**Prompt**.
Transcribe the records that follow, preserving every word.
===== Stored data
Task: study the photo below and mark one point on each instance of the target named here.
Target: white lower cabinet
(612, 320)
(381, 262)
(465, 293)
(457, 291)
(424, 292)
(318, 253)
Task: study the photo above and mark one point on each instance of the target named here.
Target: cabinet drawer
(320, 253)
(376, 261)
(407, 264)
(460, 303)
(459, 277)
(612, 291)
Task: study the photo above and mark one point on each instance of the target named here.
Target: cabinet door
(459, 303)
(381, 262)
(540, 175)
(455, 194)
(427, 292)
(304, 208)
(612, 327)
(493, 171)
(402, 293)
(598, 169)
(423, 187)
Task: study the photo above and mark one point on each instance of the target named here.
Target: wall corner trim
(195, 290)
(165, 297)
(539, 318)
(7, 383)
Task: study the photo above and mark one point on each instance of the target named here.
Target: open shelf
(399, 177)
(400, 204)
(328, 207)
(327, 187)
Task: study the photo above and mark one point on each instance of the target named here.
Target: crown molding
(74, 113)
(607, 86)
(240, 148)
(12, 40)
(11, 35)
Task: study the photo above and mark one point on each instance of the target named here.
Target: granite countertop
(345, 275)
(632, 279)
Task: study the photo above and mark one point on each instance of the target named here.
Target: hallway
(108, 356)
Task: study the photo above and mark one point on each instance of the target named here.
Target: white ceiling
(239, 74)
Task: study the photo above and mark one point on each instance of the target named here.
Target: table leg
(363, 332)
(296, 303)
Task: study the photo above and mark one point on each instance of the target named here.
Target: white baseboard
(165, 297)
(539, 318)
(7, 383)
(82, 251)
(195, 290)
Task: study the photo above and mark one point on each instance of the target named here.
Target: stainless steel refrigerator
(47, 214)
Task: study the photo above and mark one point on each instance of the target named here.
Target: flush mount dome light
==========
**The answer**.
Task: study the photo below and mark one point on each instance of the target named here.
Target: white lower cabinet
(612, 320)
(381, 262)
(465, 293)
(457, 291)
(424, 292)
(318, 253)
Task: study the photo above and mark one point on each instance of the target named here.
Target: cabinet drawer
(320, 253)
(376, 261)
(407, 264)
(460, 303)
(459, 277)
(612, 291)
Task: study the photo above and mark one point on each instance of the target named here.
Target: cabinet door
(459, 303)
(381, 262)
(540, 175)
(455, 194)
(427, 292)
(304, 208)
(612, 327)
(493, 171)
(402, 293)
(598, 169)
(423, 187)
Task: study the photo above and mark one point on each instance of the target named here.
Target: wall corner trim
(195, 290)
(165, 297)
(539, 318)
(7, 383)
Task: study the photo above and mark one point on each instance of the target named here.
Target: open shelf
(399, 177)
(400, 204)
(328, 207)
(327, 187)
Task: study the photo above and mark one point on each instance of the target named here.
Target: crown molding
(74, 113)
(607, 86)
(240, 148)
(12, 40)
(11, 35)
Task: study the photo above and mark one point on each instance of the target named here.
Target: granite countertop
(345, 275)
(632, 279)
Task: study the photo above and mark one point on each instance of the target named here.
Target: hallway
(108, 356)
Task: study the photo above and mark one point on each instance of the target named here.
Target: white ceiling
(239, 74)
Task: study the photo above and mark one point on each instance of the target named here.
Target: table leg
(363, 332)
(296, 303)
Task: study the photo above and mark one point on each instance of the target named here.
Target: white baseboard
(165, 297)
(539, 318)
(7, 383)
(82, 251)
(195, 290)
Task: study the photo above and mark one point on each instance of the target named here.
Target: stainless steel refrigerator
(47, 214)
Task: study the photo above and mark one point on each instance of the target named here.
Target: flush mount dome light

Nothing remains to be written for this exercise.